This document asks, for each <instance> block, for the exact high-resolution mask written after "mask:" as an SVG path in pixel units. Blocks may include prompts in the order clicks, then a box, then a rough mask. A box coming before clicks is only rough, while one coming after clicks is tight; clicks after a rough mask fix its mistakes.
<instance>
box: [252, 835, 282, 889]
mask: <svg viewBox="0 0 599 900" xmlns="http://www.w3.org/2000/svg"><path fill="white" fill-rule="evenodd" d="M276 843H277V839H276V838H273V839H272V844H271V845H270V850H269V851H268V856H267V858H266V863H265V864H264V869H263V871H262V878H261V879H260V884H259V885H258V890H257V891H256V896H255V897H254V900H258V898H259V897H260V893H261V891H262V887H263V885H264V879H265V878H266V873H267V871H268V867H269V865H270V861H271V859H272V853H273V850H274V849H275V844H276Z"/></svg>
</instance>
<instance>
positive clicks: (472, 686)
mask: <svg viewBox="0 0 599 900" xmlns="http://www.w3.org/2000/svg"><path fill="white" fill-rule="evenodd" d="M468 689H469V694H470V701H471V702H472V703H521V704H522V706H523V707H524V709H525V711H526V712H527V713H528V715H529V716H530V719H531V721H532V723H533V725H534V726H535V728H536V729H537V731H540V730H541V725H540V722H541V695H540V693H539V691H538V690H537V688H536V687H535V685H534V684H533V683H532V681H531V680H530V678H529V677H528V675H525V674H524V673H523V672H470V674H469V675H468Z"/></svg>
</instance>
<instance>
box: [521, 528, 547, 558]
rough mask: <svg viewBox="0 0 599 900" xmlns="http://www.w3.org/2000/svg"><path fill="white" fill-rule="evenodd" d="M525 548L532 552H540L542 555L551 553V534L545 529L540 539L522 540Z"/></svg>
+ + +
◆ What to work on
Every line of the data above should be reproduced word for word.

◆ Exercise answer
This document asks, for each <instance> block, for the exact high-resolution mask written after "mask:" as an SVG path in pixel units. Blocks may include prompts in the order clicks, then a box, then a rough mask. A box coming before clicks is only rough, while one coming after clicks is tight; clicks after a rough mask fix its mistakes.
<instance>
box: [252, 835, 282, 889]
mask: <svg viewBox="0 0 599 900" xmlns="http://www.w3.org/2000/svg"><path fill="white" fill-rule="evenodd" d="M276 843H277V839H276V838H273V839H272V844H271V845H270V850H269V851H268V856H267V858H266V863H265V864H264V869H263V871H262V878H261V879H260V884H259V885H258V890H257V891H256V896H255V897H254V900H258V898H259V897H260V893H261V891H262V887H263V885H264V879H265V878H266V873H267V871H268V867H269V865H270V861H271V859H272V853H273V850H274V849H275V844H276Z"/></svg>
</instance>
<instance>
positive clicks: (472, 686)
mask: <svg viewBox="0 0 599 900" xmlns="http://www.w3.org/2000/svg"><path fill="white" fill-rule="evenodd" d="M468 689H469V694H470V701H471V702H472V703H521V704H522V706H523V707H524V709H525V711H526V712H527V713H528V715H529V716H530V719H531V721H532V723H533V725H534V726H535V728H536V729H537V731H540V730H541V725H540V722H541V695H540V693H539V691H538V690H537V688H536V687H535V685H534V684H533V683H532V681H531V680H530V678H529V677H528V675H525V674H524V673H523V672H470V674H469V675H468Z"/></svg>
</instance>
<instance>
box: [521, 528, 547, 558]
rough mask: <svg viewBox="0 0 599 900" xmlns="http://www.w3.org/2000/svg"><path fill="white" fill-rule="evenodd" d="M525 548L532 552H540L542 555L551 553V534L545 529L540 539L522 540Z"/></svg>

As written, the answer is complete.